(Beginning of Data extracts)

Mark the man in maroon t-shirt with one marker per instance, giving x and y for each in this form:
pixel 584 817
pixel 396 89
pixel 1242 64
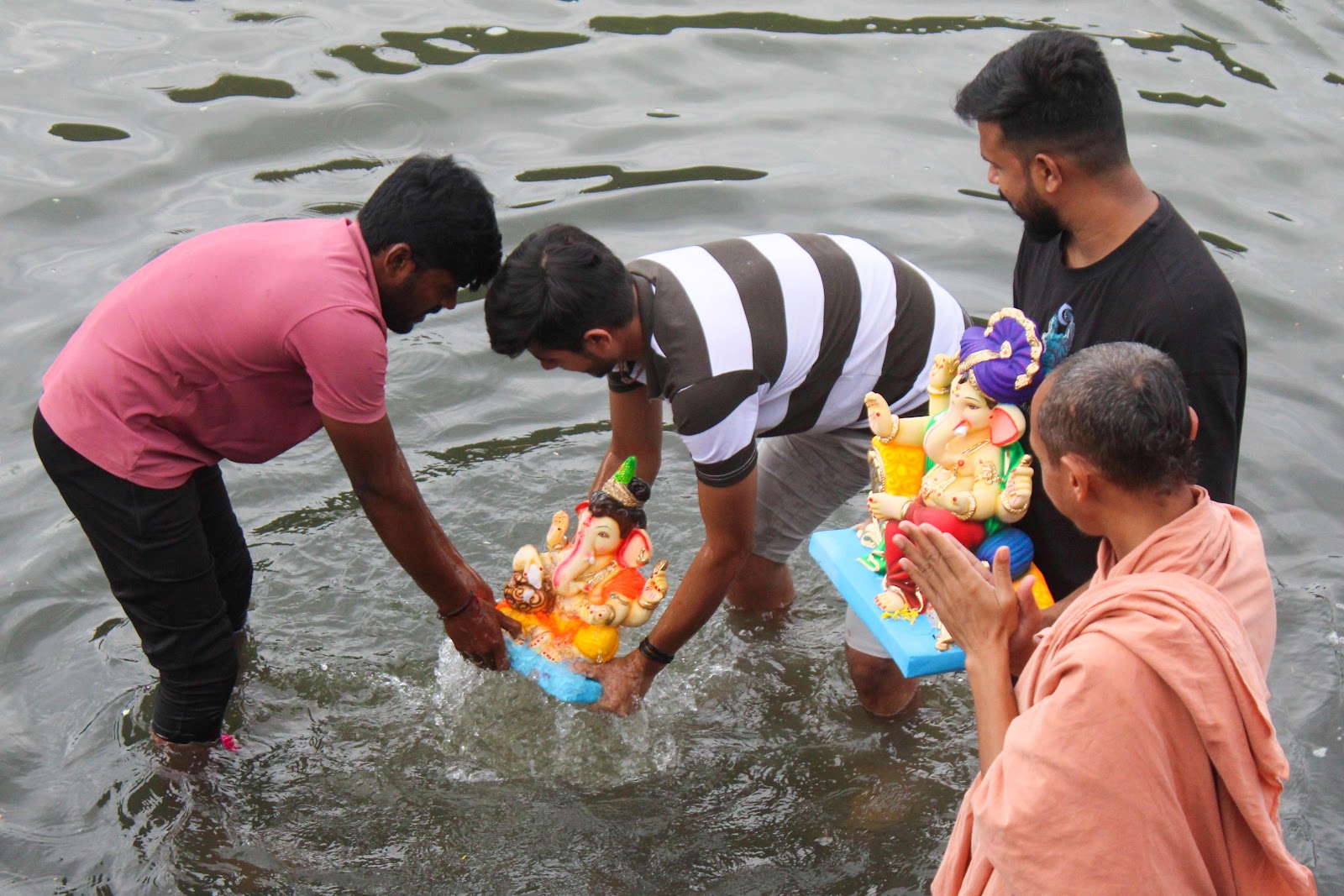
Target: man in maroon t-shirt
pixel 239 344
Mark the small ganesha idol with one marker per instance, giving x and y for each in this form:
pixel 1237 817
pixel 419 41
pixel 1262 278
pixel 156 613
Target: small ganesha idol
pixel 573 597
pixel 978 479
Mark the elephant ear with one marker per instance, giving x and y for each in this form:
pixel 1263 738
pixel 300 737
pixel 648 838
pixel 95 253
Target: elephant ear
pixel 636 550
pixel 1005 425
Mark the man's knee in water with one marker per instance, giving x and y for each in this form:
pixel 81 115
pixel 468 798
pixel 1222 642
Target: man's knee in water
pixel 192 694
pixel 878 683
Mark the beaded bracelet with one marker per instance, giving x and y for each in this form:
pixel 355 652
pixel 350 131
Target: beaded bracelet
pixel 655 654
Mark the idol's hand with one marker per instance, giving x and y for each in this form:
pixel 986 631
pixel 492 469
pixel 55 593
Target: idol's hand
pixel 942 372
pixel 887 506
pixel 1016 493
pixel 625 680
pixel 656 587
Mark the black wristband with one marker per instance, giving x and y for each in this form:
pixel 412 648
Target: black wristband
pixel 448 614
pixel 655 654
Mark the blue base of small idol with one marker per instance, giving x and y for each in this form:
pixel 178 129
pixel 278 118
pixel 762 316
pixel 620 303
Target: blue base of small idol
pixel 911 644
pixel 553 678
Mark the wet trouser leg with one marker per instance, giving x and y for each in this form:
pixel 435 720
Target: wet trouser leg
pixel 178 563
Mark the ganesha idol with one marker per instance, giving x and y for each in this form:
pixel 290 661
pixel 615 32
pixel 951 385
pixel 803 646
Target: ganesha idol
pixel 978 479
pixel 573 597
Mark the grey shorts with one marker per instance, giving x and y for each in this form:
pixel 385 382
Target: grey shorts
pixel 801 479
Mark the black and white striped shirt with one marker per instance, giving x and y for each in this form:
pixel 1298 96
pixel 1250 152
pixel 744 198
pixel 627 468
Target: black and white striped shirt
pixel 783 333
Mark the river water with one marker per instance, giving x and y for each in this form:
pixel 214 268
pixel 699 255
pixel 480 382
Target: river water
pixel 373 761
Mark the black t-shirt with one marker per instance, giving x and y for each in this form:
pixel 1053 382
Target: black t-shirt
pixel 1162 288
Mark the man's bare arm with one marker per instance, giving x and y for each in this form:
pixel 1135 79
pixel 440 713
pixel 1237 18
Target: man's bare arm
pixel 636 429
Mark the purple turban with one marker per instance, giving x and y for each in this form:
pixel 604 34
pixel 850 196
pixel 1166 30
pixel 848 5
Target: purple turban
pixel 1003 360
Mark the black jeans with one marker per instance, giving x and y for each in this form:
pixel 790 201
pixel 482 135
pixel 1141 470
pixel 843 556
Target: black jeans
pixel 179 566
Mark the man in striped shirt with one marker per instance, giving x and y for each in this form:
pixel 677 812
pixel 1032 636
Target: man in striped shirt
pixel 773 338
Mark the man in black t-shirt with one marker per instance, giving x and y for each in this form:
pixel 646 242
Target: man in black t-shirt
pixel 1102 258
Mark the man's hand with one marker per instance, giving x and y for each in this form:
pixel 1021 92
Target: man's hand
pixel 980 613
pixel 625 680
pixel 476 633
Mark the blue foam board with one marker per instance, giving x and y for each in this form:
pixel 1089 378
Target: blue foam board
pixel 911 644
pixel 553 678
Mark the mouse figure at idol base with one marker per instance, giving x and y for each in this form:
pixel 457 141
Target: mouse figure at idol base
pixel 573 597
pixel 978 479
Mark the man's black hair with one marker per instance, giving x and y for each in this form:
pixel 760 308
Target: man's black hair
pixel 1052 90
pixel 557 285
pixel 1124 409
pixel 443 211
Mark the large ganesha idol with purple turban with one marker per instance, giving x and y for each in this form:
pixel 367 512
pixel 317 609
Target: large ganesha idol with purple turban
pixel 573 597
pixel 978 479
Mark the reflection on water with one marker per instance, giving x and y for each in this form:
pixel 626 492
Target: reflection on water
pixel 780 23
pixel 622 179
pixel 233 86
pixel 447 47
pixel 449 461
pixel 85 132
pixel 1183 98
pixel 373 759
pixel 335 164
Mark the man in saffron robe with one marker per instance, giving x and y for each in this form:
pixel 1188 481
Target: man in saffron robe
pixel 1140 725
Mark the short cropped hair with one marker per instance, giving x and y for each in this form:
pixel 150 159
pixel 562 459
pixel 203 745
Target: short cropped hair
pixel 557 285
pixel 1052 92
pixel 443 211
pixel 1124 409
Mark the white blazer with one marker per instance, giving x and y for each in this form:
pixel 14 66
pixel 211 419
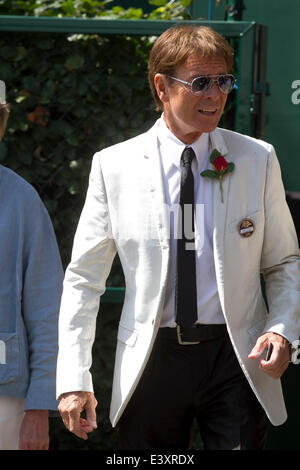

(End of Data extracts)

What to produce
Begin with the line above that has "Mark the reflection" and continue through the line that has "pixel 203 745", setting each one down exactly. Stop there.

Task solution
Mark the reflection on water with one marker per instance, giving x and y for each in this form:
pixel 626 492
Target: reflection on water
pixel 780 23
pixel 622 179
pixel 233 86
pixel 447 47
pixel 449 461
pixel 85 132
pixel 1183 98
pixel 373 759
pixel 335 164
Mark the man in saffron robe with one marker per instance, giving x and y for each in this form:
pixel 1188 481
Target: man in saffron robe
pixel 1140 725
Mark the short cropped hair with one marker per instance, giving x and y for each in this form:
pixel 150 159
pixel 562 459
pixel 203 745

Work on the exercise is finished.